[Stored data entries]
BEGIN

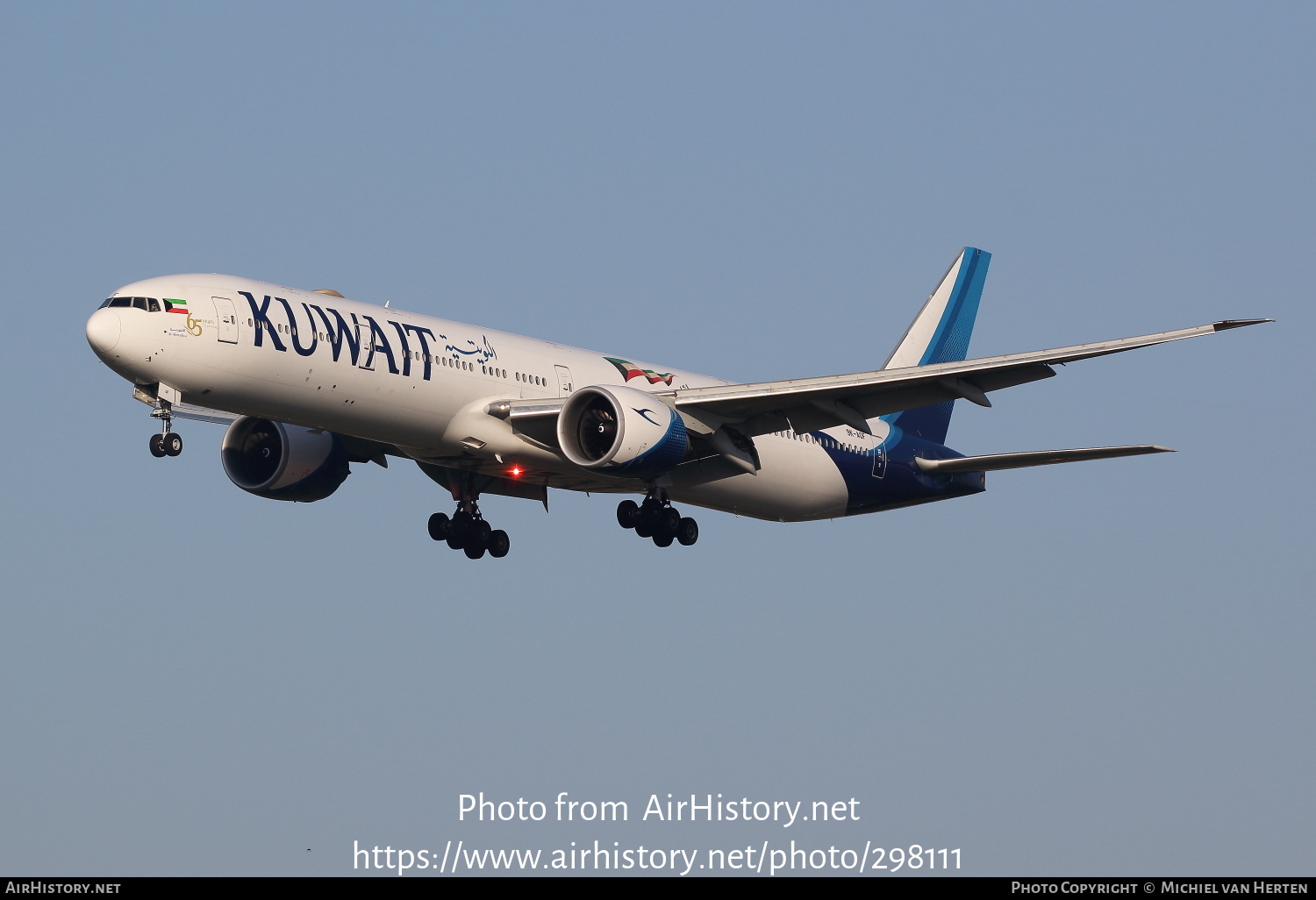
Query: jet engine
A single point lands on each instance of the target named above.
(283, 462)
(620, 431)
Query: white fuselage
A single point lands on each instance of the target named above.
(258, 349)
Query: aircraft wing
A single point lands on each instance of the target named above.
(808, 404)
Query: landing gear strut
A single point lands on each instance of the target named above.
(468, 532)
(658, 520)
(166, 444)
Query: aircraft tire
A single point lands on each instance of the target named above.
(669, 520)
(687, 532)
(628, 513)
(440, 526)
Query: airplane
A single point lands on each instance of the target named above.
(310, 382)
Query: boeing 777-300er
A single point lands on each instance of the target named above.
(310, 382)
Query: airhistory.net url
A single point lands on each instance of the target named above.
(766, 858)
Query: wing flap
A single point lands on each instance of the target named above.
(895, 389)
(1000, 461)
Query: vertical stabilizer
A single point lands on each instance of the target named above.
(940, 333)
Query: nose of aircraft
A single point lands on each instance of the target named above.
(103, 331)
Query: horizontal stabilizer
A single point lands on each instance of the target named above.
(1026, 460)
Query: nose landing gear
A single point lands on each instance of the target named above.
(166, 444)
(658, 520)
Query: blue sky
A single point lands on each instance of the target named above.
(1099, 668)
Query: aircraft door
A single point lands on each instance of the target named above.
(563, 381)
(879, 463)
(226, 315)
(366, 339)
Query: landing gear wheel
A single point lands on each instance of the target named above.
(628, 513)
(687, 532)
(669, 520)
(440, 526)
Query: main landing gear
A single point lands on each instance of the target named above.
(657, 518)
(468, 531)
(166, 444)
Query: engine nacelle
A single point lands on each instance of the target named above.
(620, 431)
(283, 462)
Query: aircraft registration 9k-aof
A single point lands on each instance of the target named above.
(310, 382)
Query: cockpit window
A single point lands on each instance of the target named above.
(149, 304)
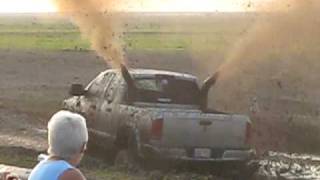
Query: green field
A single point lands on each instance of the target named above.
(214, 32)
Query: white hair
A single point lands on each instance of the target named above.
(67, 134)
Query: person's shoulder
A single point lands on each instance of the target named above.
(72, 174)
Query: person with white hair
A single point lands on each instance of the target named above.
(67, 139)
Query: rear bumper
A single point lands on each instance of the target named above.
(180, 154)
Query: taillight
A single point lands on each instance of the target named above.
(248, 133)
(156, 129)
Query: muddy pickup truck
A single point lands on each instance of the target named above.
(160, 114)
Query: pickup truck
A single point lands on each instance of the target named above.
(160, 114)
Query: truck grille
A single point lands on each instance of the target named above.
(215, 153)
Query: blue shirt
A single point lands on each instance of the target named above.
(49, 170)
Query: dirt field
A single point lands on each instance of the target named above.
(35, 78)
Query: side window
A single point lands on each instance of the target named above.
(98, 85)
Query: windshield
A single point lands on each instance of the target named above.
(166, 89)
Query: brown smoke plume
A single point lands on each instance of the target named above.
(272, 73)
(279, 55)
(97, 22)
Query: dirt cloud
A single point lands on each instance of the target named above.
(272, 73)
(98, 22)
(279, 55)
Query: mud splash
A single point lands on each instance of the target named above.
(99, 22)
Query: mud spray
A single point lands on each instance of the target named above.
(273, 72)
(98, 22)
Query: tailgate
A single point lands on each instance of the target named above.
(211, 131)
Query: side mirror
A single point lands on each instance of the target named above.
(76, 90)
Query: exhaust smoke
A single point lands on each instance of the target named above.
(98, 22)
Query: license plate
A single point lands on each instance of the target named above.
(202, 153)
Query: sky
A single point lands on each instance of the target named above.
(27, 6)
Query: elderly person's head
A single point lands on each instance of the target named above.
(67, 136)
(67, 139)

END

Exercise goal: Begin at the first line of the entries and end at the line containing "Query: boeing 777-300er": write out each line exactly, skipping pictures.

Answer:
Query: jet engine
A single point lands on each instance of the target named above.
(283, 462)
(620, 431)
Query: white fuselage
A single point lands on each instance of the target named above.
(258, 349)
Query: aircraft wing
A single point lands on each instance of the target named above.
(808, 404)
Query: landing gear strut
A single point lands on each instance of the target named above.
(468, 532)
(658, 520)
(166, 444)
Query: aircraft tire
A single point lands on each instance of the target named above.
(669, 520)
(687, 532)
(628, 513)
(440, 526)
Query: airplane
A single point lands on each instance of the target named above.
(310, 382)
Query: boeing 777-300er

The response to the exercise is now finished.